Text block:
[Start of section]
It also reveals that the numbers in work and claiming housing benefit have rocketed by 59% since the coalition came to power and will cost taxpayers an extra £5 billion by the general election in May. In addition, the number of private landlords receiving rents paid by the taxpayer grew by 56% between 2008 and 2014. And Martin Smith pointed out that 95% of new housing benefit claims are now from working families.

Big subsidies for some of the country’s richest

The Labour Land Campaign’s 2014 report, Welfare for the rich — who really receives the biggest subsidies in the UK?, points out that many companies identified by the GMB union in February 2014 as receiving large amounts of housing benefit have also collected large amounts of cash through EU farm subsidies since 1999.

According to the report, the GMB named the top 20 landlords in each of 318 local authorities out of 380 that replied to the union.

The list has some of the same recipients that also collect Common Agricultural Policy subsidies.
[End of section]
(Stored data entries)
[Start of section]
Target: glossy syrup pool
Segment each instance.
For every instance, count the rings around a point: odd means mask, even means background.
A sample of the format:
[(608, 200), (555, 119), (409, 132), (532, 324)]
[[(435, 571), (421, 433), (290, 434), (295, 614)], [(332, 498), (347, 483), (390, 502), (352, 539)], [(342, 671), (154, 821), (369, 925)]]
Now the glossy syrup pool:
[End of section]
Task description:
Can you continue the text on housing benefit and subsidies for the rich, starting right after its last sentence?

Reply to the exercise:
It includes the Grosvenor Estates (Duke of Westminster); Cadogan Estates (Earl Cadogan); Buckminster Trust Estate (Tollemache family, descendents of the 9th Earl of Dysart); Yattendon Estates (Baron Iliffe and family); and Blackshaw Holdings Ltd.

Details of how much in EU farm subsidies these companies have received since 1999 can be found on the farmsubsidy.org website (http://farmsubsidy.openspending.org).

The GMB reported that:

• Grosvenor Estate Belgravia is part of Grosvenor Group with fixed assets of £4,272,300,000 and headed by the Duke of Westminster, named in the Sunday Times Rich List as 8th richest person in Britain with wealth estimated at £7.8 billion. It received £243,000 in housing benefit;

• Cadogan Estates Ltd — Charles G Cadogan, 8th Earl Cadogan, 18th on the Sunday Times Rich List (£3,675 million) and Tory donor. It received £116,000 in housing benefit;

• Buckminster Trust Estate — Sir Lyonel Tollemache, donor to the Tory party. Buckminster is a country estate in Leicestershire. It received £37,000 in housing benefit;

• Yattendon Estates — received £195,000 in housing benefit from West Berkshire. Lord Robert Iliffe was 333rd on the Sunday Times Rich List with wealth of £245 million. Yattendon is a 9,000 acre estate in West Berkshire; and

• Blackshaw Holdings — received £442,000 in housing benefit. Owner, John Brooksbank, was on the Sunday Times Rich List with wealth estimated at £100 million.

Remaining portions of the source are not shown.